(Dataset records)
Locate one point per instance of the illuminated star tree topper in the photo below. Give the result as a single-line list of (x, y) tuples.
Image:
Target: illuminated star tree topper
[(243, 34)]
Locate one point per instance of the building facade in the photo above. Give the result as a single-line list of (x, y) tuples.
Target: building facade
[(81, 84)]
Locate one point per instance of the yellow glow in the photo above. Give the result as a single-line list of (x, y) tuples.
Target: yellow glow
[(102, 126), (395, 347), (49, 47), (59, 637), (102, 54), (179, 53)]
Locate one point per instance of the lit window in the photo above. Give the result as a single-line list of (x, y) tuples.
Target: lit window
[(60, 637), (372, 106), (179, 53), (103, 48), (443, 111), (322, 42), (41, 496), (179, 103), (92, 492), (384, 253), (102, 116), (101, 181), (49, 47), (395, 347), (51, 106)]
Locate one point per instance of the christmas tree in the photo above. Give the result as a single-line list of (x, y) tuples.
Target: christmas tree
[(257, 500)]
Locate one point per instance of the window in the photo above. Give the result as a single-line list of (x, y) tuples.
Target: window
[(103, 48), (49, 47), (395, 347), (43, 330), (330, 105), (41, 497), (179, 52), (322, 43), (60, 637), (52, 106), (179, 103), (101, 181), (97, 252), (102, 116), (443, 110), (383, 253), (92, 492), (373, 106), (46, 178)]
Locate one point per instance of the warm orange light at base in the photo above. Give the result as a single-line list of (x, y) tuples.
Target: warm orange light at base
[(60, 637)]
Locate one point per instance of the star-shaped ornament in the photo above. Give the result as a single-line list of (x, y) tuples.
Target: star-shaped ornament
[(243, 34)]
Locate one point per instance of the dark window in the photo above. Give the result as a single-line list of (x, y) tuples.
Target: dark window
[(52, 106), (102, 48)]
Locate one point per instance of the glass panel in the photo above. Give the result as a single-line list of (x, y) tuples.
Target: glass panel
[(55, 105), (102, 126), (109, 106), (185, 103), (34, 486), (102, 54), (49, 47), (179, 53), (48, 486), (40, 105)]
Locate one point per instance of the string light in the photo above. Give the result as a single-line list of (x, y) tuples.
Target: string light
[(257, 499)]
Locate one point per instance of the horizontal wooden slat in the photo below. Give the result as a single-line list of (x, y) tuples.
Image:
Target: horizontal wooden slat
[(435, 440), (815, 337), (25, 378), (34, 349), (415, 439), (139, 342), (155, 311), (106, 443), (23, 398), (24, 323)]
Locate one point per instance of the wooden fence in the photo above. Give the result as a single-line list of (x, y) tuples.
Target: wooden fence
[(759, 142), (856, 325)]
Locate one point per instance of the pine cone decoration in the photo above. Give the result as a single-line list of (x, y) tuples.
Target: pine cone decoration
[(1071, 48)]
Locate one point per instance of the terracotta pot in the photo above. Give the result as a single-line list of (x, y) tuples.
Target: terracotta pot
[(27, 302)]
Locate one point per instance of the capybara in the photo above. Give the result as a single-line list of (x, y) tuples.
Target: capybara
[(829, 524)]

---

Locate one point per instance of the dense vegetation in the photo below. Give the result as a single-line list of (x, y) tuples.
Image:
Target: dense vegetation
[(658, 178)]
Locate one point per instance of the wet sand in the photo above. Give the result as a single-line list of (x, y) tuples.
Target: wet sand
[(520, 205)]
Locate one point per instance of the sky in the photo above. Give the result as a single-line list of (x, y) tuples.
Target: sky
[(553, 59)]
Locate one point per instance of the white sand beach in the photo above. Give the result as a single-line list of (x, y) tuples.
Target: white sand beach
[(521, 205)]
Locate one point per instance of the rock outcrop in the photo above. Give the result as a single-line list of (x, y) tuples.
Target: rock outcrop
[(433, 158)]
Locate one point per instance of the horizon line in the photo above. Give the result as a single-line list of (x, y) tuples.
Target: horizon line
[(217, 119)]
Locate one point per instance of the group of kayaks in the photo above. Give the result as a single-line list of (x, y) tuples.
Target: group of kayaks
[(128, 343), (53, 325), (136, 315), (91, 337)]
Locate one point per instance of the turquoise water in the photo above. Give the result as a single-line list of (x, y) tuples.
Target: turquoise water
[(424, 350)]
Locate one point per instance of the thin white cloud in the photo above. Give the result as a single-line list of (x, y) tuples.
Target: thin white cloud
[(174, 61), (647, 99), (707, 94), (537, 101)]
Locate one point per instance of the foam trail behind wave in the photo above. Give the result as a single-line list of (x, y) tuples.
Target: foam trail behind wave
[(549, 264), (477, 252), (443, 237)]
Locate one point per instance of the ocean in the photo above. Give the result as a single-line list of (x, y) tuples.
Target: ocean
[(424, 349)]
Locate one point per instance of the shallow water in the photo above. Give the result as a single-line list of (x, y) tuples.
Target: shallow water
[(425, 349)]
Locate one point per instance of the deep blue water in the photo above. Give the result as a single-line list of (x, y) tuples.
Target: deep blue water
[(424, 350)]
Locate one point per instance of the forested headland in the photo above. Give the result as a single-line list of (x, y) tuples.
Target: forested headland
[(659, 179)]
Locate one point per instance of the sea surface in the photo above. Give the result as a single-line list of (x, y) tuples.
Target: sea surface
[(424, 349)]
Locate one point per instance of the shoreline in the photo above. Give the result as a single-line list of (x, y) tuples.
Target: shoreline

(Goal)
Rescale everything in the data above from the line containing "Locate one point per instance of the illuminated" down to the line containing "[(52, 106), (102, 48)]", both ends included. Keep every line, requests too, but multiply each x and y coordinate in the answer lists by 1.35 and round to whole numbers (halves up); return only those lines.

(Written solution)
Locate one point per instance of the illuminated star tree topper in the photo below. Give the result as a single-line list of (x, y) tuples.
Image:
Target: illuminated star tree topper
[(328, 46)]
Locate one point per instance of the building facade in the photo above. Give the result as a single-line list of (x, y) tuples.
Target: building facade
[(109, 113)]
Locate one point per instance of the yellow glow in the photo above. Give the result as a single-line list of (x, y) tuples.
Target: yellow glow
[(138, 170), (533, 468), (66, 63), (80, 860), (138, 73), (242, 72)]
Locate one point per instance of the lit window in the photo above. Give the result as a single-line list of (x, y) tuples.
Target: lit window
[(81, 860), (502, 143), (242, 72), (139, 65), (598, 150), (435, 57), (55, 670), (242, 139), (124, 664), (518, 342), (138, 157), (136, 244), (66, 63), (533, 468), (69, 143)]
Locate one point per instance of the christmas tree in the photo above. Give the result as a single-line list of (x, y) tuples.
Target: christmas tree
[(347, 675)]
Locate one point per instance of the window in the photo above. Give the result as a single-line list of (x, y) tuples.
Target: window
[(139, 65), (66, 63), (533, 468), (58, 446), (446, 142), (55, 671), (242, 70), (435, 58), (81, 860), (70, 143), (242, 139), (136, 244), (131, 340), (138, 157), (598, 149), (517, 342), (124, 664), (504, 143), (62, 240)]
Locate one point per instance of the warm orange light at base in the photo above. Give the result as a single-line list of (x, y) tuples.
Target: warm orange light at base
[(81, 860)]
Locate one point per instance of the star-shaped ornament in the photo above. Give the result as a single-line list of (x, y) tuples.
Target: star-shaped ornament
[(328, 46)]
Locate one point per instance of the dark window in the photo above. Give the result as a single-line list of (x, y) tuples.
Target: dark window
[(70, 143), (138, 65)]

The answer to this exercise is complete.